• [CHALLENGES]:
• a. Check each statement against the essay about babysitting and say yes or no, quoting the words that settle it. (i) The in-house maid was away for three weeks. (ii) The school bell rings at 7:00 a.m. (iii) The writer's office was less flexible than the wife's.
• b. In the essay about babysitting, what does the writer say they sometimes picked out by mistake for the kids?
• c. Continue the essay about babysitting, starting after its last sentence.

• [READING TEXT]:
# # #

I feel really sorry to those friends, who are busy contacting many agencies and frantically looking for new housemaids as there is no sign of their previous employees returning.
To me, it revives my own experience of last year, when I had to babysit while my in-house maid took a three-week hiatus for the exodus.
Really, babysitting is a short word, but, I never thought that that word spelled huge chores, severe sleep deprivation and a lack of food.
I just realized that I was the only resource in the one-man team, and that means no way to exert what people call “working smart”: delegation.
I could not delegate the jobs to my teammate as my wife’s office made it impossible for her arrive late to the office, while mine was more flexible.
I had to go against my body clock to wake up early before waking up my kids, prepare their breakfast and uniforms (and sometimes mistakenly pick out the wrong uniform for the day for my kids) and take them to their respective schools.
People say every beginning is always hard. But, this babysitting work knows neither beginning nor end, it seems to me.
It requires the ability to juggle with many deadlines that require multitasking.
The school bell will ring at 6:45 a.m. sharp. Means that five minutes before the bell, my kids must be at the school gate.
It sounds like an easy mission to accomplish if I work with a team of pros. But it is completely wrong when dealing with kids.
I didn’t anticipate many things, which economists often call ceteris paribus, factors that are not taken into account as they are seemingly insignificant.
Waking up the kids could mean an early nightmare when they refuse to open their eyes and prefer to roll over to the other side of the bed. They think I’m joking and will tickle them as I do in normal days.

# # #

• [DATASET ENTRIES]:
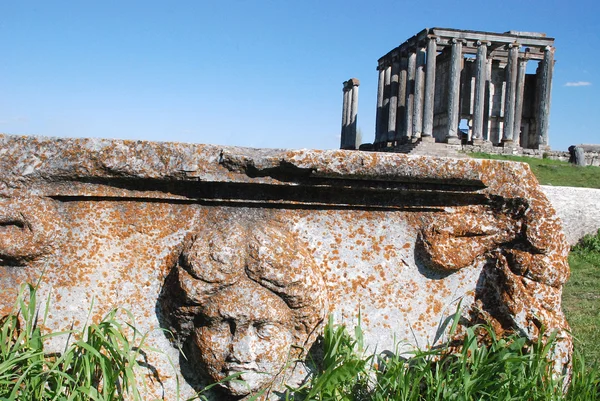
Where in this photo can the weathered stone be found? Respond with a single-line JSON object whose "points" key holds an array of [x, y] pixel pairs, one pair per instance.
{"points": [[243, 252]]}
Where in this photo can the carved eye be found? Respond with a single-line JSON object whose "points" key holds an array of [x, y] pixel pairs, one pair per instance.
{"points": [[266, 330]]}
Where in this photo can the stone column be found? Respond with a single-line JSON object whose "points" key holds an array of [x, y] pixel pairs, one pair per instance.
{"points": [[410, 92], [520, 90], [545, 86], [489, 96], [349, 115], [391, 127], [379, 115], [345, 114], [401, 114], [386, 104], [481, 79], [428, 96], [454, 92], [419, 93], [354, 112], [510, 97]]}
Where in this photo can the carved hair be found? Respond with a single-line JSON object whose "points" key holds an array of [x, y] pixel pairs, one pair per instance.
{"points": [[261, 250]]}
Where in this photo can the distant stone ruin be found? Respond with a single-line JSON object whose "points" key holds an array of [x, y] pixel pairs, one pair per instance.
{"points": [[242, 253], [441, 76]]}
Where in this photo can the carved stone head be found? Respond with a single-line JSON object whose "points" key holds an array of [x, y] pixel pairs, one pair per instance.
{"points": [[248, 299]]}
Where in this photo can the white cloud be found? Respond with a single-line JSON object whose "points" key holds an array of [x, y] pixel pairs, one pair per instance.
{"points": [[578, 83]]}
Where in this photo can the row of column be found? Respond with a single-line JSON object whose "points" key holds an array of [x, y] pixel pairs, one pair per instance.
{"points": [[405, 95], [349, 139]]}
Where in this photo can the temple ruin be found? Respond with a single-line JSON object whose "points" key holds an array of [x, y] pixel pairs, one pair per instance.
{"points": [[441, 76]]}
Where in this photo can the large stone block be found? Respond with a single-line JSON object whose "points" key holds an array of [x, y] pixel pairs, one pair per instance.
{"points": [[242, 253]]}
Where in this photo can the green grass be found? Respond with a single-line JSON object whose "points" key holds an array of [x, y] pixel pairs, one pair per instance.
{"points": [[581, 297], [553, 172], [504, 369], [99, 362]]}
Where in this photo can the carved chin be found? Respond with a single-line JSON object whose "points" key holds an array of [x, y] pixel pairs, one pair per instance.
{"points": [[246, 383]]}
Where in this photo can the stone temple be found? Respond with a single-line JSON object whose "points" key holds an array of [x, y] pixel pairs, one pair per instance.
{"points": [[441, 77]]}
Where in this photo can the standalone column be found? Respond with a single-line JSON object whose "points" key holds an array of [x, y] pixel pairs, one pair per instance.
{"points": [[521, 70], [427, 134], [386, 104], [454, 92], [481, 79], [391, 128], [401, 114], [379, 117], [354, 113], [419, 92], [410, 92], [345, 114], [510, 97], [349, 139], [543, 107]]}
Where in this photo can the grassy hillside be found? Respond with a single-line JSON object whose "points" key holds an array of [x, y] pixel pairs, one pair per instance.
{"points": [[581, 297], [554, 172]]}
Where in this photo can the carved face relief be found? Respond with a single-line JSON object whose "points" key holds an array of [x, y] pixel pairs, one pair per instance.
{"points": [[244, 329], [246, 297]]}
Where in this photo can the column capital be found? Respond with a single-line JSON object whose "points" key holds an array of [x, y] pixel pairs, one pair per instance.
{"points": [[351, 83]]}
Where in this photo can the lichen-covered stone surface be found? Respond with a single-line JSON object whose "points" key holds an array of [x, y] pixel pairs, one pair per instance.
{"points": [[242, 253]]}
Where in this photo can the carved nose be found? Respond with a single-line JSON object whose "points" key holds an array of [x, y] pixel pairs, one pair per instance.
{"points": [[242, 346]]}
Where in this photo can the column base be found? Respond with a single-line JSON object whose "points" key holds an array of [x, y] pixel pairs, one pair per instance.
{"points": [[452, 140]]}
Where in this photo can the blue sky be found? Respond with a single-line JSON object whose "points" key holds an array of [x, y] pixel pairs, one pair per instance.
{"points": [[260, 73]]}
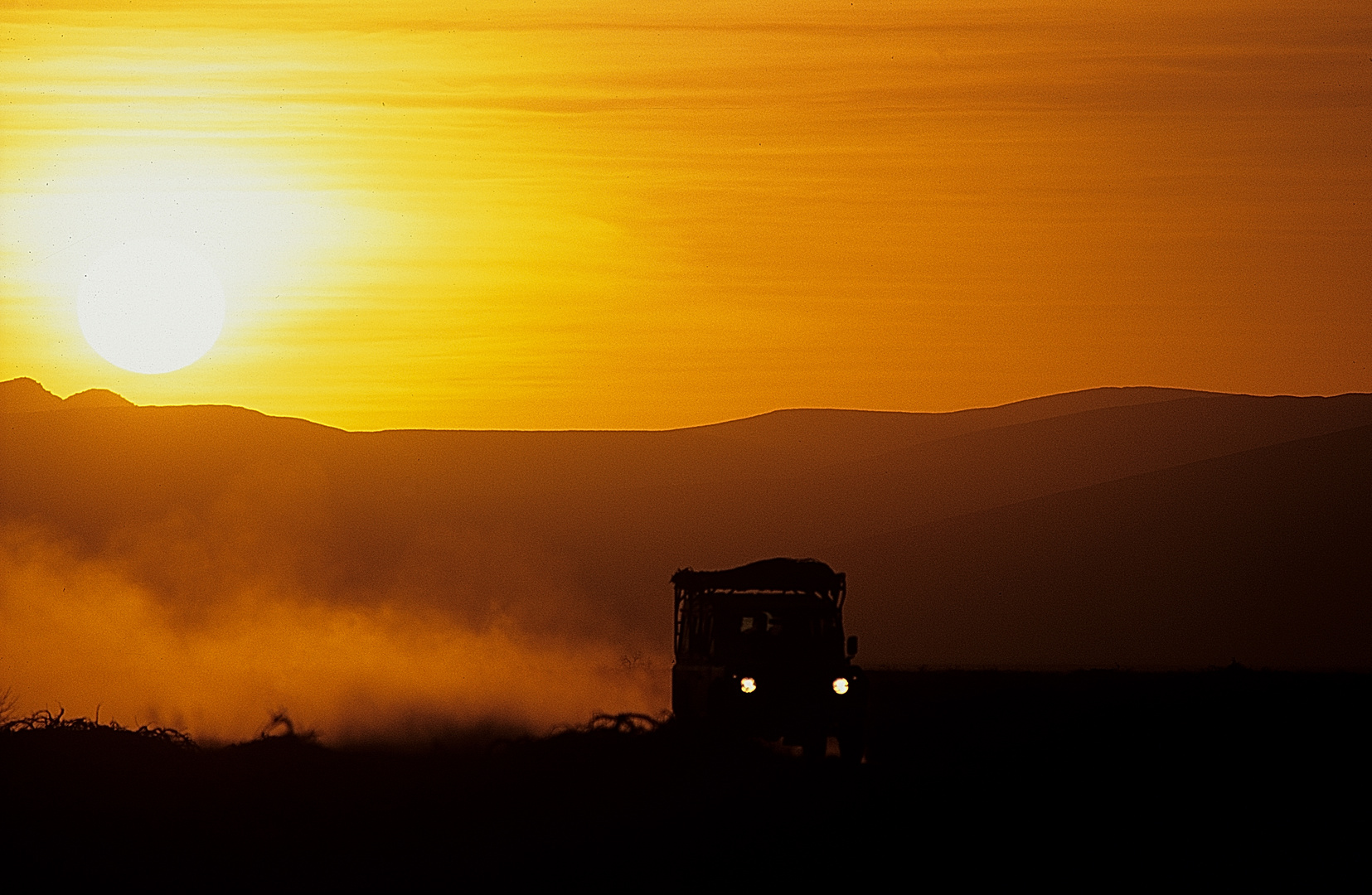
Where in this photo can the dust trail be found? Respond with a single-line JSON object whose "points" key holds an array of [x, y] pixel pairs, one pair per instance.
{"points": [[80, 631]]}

# # #

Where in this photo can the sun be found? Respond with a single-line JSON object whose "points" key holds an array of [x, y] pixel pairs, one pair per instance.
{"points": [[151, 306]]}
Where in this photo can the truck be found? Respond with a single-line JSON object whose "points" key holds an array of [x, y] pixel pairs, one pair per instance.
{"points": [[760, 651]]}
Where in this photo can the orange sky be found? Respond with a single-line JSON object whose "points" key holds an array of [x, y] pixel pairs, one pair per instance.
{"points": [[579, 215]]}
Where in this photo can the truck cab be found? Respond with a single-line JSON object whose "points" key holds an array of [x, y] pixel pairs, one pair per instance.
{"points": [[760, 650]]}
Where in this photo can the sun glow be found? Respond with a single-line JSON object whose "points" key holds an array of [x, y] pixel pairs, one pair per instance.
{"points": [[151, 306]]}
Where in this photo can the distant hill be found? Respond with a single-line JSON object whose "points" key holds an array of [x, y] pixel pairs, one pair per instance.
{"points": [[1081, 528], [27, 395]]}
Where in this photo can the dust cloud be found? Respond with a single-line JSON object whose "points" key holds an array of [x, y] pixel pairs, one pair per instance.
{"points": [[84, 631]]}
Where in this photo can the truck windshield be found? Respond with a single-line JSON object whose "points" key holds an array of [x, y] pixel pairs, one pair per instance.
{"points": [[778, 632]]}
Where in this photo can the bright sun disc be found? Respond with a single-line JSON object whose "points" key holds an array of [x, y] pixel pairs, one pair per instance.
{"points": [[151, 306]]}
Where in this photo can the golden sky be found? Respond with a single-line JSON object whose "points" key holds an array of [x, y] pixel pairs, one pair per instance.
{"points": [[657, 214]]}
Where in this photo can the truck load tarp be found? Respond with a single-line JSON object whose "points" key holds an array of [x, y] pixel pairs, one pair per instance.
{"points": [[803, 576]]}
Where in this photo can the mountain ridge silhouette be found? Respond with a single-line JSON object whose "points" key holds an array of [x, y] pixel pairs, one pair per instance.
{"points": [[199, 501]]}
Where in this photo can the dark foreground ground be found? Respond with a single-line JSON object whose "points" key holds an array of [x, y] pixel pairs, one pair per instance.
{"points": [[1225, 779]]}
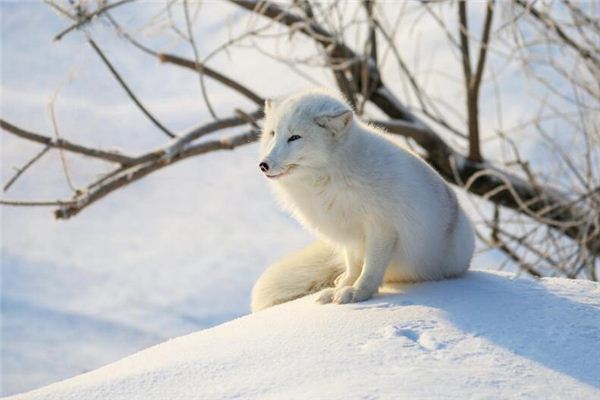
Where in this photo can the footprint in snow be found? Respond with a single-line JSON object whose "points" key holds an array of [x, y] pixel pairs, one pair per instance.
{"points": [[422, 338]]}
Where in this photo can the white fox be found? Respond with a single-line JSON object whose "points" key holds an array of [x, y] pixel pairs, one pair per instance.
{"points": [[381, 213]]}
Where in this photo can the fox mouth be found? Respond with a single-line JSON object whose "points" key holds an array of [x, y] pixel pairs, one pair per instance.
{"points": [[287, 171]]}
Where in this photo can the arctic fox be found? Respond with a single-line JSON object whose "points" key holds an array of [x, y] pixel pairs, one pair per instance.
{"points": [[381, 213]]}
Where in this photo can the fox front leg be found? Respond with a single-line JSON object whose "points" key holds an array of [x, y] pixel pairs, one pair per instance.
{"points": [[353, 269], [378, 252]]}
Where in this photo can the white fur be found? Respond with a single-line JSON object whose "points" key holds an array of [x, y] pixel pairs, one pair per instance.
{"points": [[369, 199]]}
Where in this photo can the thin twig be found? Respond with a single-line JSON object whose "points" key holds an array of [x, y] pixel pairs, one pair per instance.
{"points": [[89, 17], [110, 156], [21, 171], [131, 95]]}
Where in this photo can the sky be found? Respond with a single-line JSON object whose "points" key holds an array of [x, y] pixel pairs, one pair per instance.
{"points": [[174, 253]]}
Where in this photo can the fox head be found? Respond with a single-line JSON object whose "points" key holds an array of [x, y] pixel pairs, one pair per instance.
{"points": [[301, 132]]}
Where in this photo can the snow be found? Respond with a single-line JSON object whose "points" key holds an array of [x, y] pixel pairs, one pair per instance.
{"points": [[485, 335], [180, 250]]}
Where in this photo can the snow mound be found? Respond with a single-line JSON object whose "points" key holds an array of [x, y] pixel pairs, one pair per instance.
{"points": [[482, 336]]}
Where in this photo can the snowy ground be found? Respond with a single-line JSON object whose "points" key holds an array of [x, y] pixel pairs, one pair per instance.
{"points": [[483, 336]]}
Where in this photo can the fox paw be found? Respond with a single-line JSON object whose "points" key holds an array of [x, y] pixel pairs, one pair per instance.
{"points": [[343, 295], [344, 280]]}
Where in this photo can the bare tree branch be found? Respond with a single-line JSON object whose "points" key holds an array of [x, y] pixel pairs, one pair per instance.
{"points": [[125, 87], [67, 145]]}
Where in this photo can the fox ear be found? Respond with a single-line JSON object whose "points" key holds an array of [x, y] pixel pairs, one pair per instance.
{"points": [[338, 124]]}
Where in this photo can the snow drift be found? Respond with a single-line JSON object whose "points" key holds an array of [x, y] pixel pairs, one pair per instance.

# # #

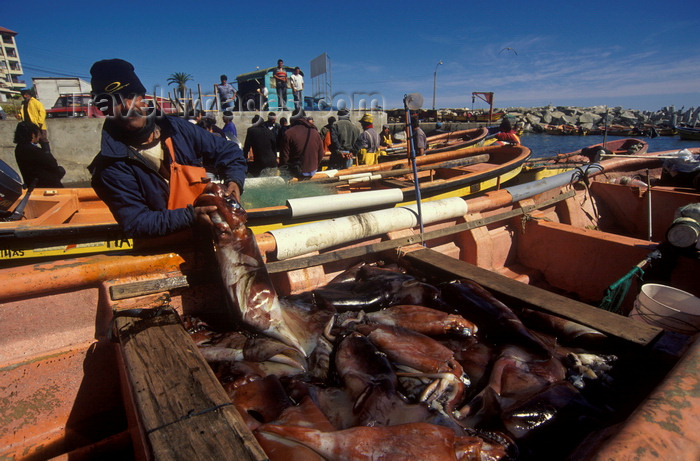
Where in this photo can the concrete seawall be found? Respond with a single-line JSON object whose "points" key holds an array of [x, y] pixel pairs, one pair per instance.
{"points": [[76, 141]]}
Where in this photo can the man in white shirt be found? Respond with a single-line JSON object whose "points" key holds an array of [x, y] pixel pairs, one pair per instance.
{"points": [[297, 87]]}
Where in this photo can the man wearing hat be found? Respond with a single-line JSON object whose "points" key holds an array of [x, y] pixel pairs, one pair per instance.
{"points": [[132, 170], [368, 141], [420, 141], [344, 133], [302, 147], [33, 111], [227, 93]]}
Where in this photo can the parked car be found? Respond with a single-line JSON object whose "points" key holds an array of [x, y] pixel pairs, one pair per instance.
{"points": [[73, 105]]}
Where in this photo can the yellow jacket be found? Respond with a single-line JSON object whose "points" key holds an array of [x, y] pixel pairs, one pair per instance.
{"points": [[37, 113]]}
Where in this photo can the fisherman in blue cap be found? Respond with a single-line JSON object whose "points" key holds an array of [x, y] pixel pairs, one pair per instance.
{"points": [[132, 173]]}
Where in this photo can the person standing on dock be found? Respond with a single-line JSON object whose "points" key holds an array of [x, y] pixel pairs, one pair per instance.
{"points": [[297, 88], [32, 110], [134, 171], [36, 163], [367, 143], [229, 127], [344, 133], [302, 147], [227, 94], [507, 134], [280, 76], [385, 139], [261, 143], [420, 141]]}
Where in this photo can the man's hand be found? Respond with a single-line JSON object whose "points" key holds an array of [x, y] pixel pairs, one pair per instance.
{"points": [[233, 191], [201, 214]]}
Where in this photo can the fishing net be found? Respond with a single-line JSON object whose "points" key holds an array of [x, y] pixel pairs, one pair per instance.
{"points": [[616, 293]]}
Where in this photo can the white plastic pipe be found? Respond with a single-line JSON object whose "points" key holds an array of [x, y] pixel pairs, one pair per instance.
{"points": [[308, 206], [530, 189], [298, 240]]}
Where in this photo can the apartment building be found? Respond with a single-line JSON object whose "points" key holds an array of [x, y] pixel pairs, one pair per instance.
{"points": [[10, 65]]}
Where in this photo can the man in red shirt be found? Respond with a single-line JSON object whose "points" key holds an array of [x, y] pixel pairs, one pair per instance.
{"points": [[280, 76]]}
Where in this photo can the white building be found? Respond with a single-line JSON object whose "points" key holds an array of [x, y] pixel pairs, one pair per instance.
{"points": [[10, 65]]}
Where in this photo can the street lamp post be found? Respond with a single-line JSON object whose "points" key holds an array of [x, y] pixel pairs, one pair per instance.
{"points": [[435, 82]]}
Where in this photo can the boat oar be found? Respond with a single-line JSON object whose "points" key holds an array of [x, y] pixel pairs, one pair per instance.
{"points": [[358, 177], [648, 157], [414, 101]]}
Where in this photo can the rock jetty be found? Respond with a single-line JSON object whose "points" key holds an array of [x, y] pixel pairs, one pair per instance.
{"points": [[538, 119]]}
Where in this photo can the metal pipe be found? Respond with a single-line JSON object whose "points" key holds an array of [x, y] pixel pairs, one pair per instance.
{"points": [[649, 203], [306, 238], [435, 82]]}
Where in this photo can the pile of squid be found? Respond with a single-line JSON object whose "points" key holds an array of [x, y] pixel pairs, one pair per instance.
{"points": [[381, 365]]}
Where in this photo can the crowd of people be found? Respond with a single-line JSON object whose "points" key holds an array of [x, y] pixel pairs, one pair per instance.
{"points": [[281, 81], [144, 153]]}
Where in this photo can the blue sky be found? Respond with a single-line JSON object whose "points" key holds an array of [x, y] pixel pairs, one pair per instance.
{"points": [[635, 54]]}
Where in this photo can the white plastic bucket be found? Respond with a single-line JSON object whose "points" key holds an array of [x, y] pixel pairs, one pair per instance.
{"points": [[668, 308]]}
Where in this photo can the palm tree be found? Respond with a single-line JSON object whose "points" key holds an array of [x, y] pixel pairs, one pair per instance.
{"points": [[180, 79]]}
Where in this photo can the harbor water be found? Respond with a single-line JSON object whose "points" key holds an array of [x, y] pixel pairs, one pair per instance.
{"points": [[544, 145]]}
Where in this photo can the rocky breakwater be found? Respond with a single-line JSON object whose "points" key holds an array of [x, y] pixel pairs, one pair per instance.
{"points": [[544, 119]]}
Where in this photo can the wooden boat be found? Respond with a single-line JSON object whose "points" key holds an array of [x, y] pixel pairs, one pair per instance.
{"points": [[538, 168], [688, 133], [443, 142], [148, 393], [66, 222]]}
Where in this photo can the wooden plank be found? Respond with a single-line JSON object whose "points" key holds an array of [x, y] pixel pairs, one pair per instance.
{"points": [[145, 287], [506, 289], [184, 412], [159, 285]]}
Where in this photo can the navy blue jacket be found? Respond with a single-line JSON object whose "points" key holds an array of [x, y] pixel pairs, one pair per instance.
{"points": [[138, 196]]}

# # #

• [ANSWERS BY TASK]:
• a.
(i) Yes: "my in-house maid took a three-week hiatus for the exodus"
(ii) No: "The school bell will ring at 6:45 a.m. sharp."
(iii) No: "while mine was more flexible"

• b. The wrong uniform for the day.

• c.
Shower time would be another nightmare as they prefer to frolic and start splashing water and foam on one another.
People may associate such a carefree moment as one of childhood’s happy memories. Happy, my foot!
And, having breakfast can take longer than expected as I didn’t know exactly how many minutes they took to chew and swallow
their food.
At the rate of one spoonful every five minutes, I would need half an hour to finish a bowl of coco-crunch for their breakfast and I would never make it. So, I needed to rev up their chewing and swallowing speed.
Those were also real tests for anger management, especially when they just ignored my desperate yells for them to hurry up.
When I thought I made it after finished all of these hurdles, I realized that I hadn’t prepare their books for the day. Gosh!
It all ended with me arriving with the kids five minutes before the school bell.
It also meant me being a speedster, zig-zagging through the city’s traffic jams that had returned to normal with the holiday makers returning from their long exodus, all of them it seems except my house’s nanny.
My kids arrived at school safe and sound.
I thought that would provide me with some sort of ME-time until I found the bedroom had yet to be tidied and dirty dishes and clothes were here and there.
Cleaning up the mess is another short phrase that means lots of work to do and could take hours.
As I managed to finish it all, I looked up at the clock to find that it was time to pick my kids from school, while I hadn’t prepared anything for them for lunch.
The babysitting experience and doing all the chores makes me realize the value of domestic workers’ jobs. It seems to be all work on simple and small things. I now realize there are no such simple and small things.
I can count myself lucky and really feel grateful that my house assistant, who has become part of my family over the past seven years, has returned.
She really makes a difference.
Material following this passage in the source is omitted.